Flow cytometry with anti-diffraction light sheet (ADLS) by spatial light modulation

TL;DR

This paper introduces a novel anti-diffraction light sheet flow cytometry technique that enhances resolution and information content, enabling detailed analysis of cell size, shape, and distribution within biological samples at high throughput.

Contribution

The study presents a new anti-diffraction Bessel-Gaussian beam array for flow cytometry, improving spatial resolution and multi-parameter analysis capabilities over conventional methods.

Findings

Achieves 12 μm wide and high light sheet with 0.8 μm thickness.

Provides high throughput at 500 kHz sampling rate.

Enables detailed characterization of cells and exosomes in complex samples.

Abstract

Flow cytometry is a widespread and powerful technique, whose resolution is determined by its capacity to accurately distinguish fluorescently positive populations from negative ones. However, most informative results are discarded while performing the measurements of conventional flow cytometry, e.g., the cell size, shape, morphology, and distribution or location of labeled exosomes within the unpurified biological samples. We, herein, propose a novel approach using an anti-diffraction light sheet with anisotroic feature to excite fluorescent tags. Constituted by an anti-diffraction Bessel-Gaussian beam array, the light sheet is 12 $\mu$m wide, 12 $\mu$m high, with a thickness of $~ 0.8 \mu$m. The intensity profile of the excited fluorescent signal can, therefore, reflect the size and allow samples in the range from O(100 nm) to 10 $\mu$m (e.g., blood cells) to be transported via hydrodynamic focusing in a microfluidic chip. The sampling rate is 500 kHz provides a capability of high throughput without sacrificing the spatial resolution. Consequently, the proposed anti-diffraction light-sheet flow cytometry (ADLSFC) can obtain more informative results than the conventional methodologies, and is able to provide multiple characteristics (e.g., the size and distribution of fluorescent signal) helping to distinguish the target samples from the complex backgrounds.

▶ WHAT TO DO
In the flow cytometry paper summary above, what sampling rate does the proposed technique use?

[Referring expression data]
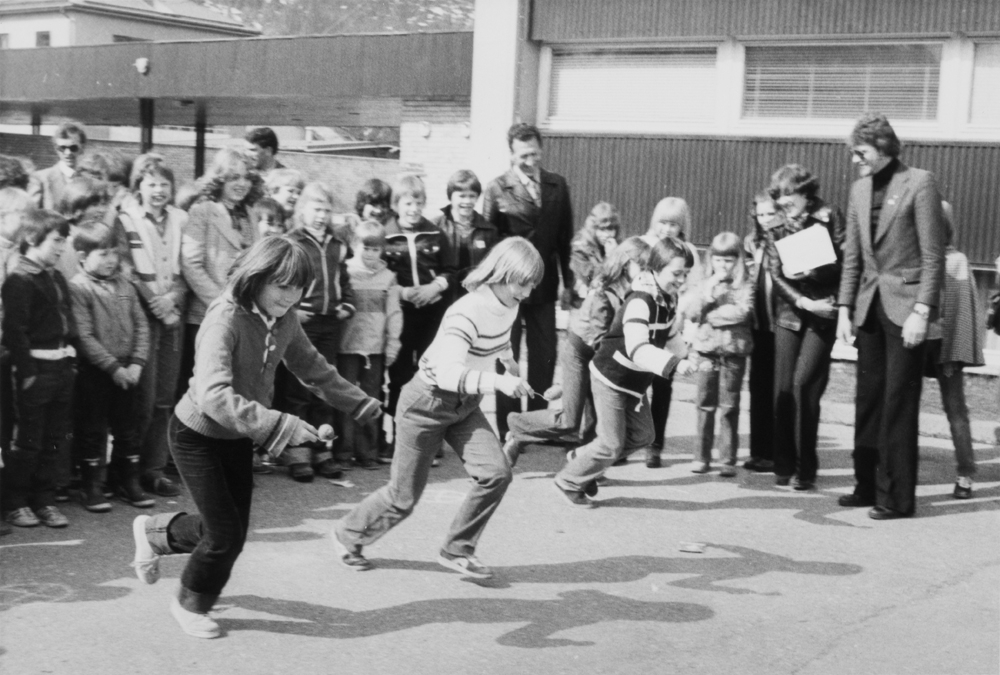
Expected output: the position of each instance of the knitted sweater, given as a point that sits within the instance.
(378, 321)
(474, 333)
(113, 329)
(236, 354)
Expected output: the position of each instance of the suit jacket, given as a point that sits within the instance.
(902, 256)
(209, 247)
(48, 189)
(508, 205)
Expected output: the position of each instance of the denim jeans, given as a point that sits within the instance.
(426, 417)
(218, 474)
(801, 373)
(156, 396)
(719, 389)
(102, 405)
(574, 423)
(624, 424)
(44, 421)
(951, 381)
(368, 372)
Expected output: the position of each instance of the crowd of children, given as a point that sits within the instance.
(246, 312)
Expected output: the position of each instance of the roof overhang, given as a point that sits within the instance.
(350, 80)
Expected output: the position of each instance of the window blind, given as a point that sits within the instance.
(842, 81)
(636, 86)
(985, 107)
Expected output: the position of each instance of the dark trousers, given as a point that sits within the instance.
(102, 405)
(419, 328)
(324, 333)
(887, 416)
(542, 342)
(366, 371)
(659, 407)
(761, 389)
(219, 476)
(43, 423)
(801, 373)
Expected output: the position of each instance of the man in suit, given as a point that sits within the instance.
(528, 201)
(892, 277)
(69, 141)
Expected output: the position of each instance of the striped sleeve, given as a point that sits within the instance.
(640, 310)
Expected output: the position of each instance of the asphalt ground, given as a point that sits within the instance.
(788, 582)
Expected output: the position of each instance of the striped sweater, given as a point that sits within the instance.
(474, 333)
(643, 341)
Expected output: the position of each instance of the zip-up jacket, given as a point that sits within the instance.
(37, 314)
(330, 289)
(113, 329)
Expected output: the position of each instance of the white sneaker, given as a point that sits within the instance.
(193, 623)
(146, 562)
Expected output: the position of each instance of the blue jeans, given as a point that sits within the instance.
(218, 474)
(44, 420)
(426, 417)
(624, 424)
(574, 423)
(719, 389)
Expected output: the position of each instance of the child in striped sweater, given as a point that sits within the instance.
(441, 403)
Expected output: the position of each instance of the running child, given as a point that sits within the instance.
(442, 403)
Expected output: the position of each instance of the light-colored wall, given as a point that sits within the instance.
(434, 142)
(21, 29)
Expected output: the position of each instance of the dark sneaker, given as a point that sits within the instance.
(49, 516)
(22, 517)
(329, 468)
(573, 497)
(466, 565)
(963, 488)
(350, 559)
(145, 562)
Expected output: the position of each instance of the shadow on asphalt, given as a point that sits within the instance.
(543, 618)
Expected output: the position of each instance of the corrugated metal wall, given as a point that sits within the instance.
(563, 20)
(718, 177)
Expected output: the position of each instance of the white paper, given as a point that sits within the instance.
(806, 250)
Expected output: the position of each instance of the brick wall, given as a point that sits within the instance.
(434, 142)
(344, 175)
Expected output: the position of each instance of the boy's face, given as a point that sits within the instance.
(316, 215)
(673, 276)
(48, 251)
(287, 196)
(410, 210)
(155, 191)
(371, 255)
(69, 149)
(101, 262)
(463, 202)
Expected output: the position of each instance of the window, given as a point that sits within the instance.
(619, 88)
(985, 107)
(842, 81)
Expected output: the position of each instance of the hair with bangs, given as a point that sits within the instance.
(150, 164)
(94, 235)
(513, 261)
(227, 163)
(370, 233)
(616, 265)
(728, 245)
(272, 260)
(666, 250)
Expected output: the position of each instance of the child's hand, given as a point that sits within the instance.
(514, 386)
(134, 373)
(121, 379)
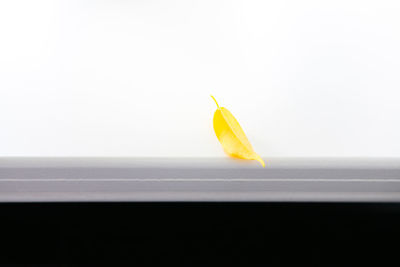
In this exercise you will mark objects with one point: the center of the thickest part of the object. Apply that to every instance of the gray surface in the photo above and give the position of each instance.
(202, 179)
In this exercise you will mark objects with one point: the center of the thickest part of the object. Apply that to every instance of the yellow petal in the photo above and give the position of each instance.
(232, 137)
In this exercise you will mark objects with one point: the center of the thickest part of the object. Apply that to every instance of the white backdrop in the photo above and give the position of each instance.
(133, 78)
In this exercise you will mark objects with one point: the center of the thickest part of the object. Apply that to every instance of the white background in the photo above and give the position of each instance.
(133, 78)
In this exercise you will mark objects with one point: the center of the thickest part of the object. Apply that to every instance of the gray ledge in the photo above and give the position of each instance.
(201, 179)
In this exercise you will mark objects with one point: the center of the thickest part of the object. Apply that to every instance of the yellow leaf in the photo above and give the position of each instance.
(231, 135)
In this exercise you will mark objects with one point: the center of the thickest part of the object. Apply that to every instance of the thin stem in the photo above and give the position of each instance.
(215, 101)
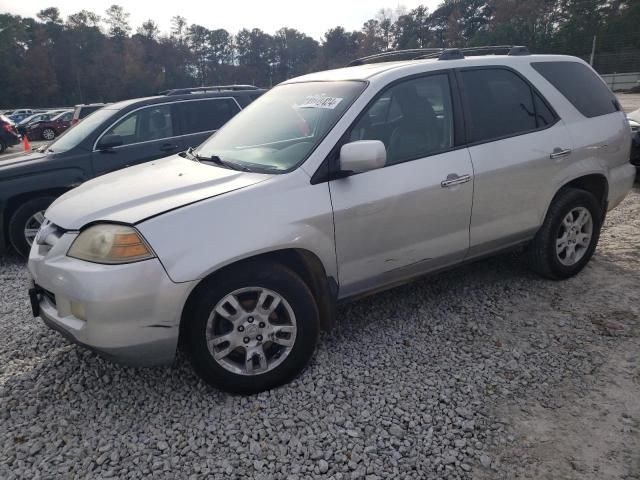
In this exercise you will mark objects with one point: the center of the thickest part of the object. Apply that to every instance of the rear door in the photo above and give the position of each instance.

* * *

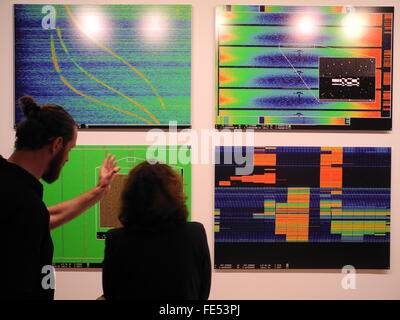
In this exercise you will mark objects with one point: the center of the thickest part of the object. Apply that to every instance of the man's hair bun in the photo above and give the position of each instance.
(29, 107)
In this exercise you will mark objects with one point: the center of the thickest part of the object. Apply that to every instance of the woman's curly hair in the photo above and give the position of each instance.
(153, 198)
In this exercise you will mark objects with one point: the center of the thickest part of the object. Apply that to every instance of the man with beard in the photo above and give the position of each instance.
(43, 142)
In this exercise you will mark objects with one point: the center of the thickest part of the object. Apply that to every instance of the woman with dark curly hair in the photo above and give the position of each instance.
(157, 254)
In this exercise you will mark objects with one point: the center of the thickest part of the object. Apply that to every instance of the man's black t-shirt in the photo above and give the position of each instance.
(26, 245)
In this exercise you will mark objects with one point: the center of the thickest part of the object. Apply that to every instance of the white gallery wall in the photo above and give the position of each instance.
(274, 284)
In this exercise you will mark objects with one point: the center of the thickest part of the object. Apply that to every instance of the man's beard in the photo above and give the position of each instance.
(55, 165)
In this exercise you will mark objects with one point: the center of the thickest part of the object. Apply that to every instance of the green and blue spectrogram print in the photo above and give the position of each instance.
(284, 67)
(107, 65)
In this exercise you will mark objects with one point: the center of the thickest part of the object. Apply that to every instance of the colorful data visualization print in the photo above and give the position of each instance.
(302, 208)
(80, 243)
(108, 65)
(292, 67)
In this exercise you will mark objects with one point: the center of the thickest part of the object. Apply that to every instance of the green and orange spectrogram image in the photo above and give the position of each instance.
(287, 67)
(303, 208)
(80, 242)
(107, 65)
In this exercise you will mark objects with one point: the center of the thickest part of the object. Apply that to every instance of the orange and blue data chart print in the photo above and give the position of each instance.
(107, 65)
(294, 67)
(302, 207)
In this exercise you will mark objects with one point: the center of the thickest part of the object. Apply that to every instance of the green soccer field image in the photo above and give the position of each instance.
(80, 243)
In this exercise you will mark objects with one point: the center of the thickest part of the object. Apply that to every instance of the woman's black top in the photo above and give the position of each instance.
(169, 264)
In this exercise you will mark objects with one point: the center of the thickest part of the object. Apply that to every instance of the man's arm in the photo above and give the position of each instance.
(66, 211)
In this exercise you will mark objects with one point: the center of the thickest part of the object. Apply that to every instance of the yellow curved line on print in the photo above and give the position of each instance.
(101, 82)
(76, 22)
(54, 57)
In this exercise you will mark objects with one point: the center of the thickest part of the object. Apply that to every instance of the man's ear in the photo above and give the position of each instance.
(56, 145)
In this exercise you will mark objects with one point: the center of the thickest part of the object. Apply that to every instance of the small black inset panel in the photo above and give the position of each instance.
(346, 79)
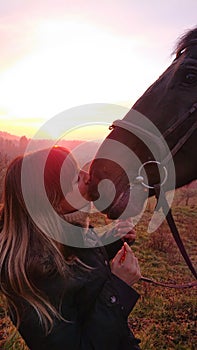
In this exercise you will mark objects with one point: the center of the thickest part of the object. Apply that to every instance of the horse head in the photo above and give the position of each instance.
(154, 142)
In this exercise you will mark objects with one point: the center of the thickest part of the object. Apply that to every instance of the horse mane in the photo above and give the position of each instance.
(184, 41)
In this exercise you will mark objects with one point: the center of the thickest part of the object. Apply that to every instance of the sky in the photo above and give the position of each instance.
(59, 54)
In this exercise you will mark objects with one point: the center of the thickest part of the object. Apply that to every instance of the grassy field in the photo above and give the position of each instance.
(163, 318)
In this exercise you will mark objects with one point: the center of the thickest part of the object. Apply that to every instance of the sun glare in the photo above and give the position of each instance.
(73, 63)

* * *

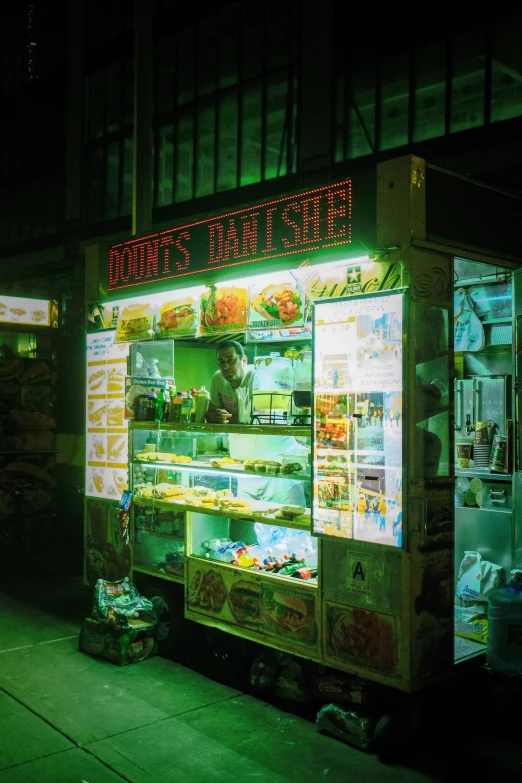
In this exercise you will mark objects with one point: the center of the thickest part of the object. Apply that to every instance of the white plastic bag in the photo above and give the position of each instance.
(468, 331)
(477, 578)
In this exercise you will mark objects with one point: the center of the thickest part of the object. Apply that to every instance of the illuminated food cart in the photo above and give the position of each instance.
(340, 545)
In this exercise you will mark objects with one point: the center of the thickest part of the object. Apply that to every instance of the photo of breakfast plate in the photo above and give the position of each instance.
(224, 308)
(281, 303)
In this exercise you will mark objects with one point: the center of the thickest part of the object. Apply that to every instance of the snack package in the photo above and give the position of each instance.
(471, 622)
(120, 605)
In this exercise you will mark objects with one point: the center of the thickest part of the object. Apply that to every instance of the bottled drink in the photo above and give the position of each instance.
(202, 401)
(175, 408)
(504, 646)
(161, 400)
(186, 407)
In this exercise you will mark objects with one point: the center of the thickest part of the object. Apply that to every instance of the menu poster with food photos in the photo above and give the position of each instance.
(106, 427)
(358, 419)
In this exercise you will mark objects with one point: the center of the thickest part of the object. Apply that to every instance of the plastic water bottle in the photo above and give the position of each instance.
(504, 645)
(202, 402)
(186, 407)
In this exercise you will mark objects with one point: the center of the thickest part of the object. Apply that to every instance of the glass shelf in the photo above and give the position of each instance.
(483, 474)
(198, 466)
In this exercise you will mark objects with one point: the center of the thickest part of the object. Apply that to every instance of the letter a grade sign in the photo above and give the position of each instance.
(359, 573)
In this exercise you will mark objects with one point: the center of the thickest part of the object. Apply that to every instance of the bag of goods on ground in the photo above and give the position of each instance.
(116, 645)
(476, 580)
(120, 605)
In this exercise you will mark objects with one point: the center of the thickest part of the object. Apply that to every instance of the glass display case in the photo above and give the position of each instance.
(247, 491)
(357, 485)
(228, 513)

▶ SOLVED PROBLEM
500 kHz